◆ **What you are asked to do**:
Gather each line of the listing below that contains the word "squirrel", and reproduce those lines in full.

-- Stored rows start --

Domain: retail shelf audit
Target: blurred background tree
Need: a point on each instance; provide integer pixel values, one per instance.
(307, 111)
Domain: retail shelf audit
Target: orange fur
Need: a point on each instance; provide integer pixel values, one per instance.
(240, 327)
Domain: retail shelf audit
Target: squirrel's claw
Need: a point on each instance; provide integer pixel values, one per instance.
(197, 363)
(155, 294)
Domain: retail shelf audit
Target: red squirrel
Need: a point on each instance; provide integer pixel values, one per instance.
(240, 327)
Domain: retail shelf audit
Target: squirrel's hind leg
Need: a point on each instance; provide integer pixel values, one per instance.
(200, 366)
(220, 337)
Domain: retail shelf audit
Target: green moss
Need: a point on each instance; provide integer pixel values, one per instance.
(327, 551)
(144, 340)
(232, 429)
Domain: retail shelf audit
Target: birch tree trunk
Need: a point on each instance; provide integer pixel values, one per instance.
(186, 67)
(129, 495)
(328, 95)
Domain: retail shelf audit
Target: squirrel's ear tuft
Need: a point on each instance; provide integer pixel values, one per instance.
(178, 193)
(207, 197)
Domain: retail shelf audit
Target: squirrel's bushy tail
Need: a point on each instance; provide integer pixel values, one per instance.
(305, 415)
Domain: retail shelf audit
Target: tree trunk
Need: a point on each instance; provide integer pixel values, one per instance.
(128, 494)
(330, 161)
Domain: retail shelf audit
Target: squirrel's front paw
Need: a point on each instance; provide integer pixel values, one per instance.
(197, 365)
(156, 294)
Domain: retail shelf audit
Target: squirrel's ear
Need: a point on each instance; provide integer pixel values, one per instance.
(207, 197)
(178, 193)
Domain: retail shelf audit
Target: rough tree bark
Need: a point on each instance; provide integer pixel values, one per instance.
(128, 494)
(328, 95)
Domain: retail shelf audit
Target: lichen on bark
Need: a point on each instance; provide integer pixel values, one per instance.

-- Stored rows end --

◆ **Reply to the exercise**:
Target: squirrel's claw
Target: red squirrel
Target: squirrel's hind leg
Target: squirrel's ear tuft
Target: squirrel's bushy tail
Target: squirrel's front paw
Target: squirrel's ear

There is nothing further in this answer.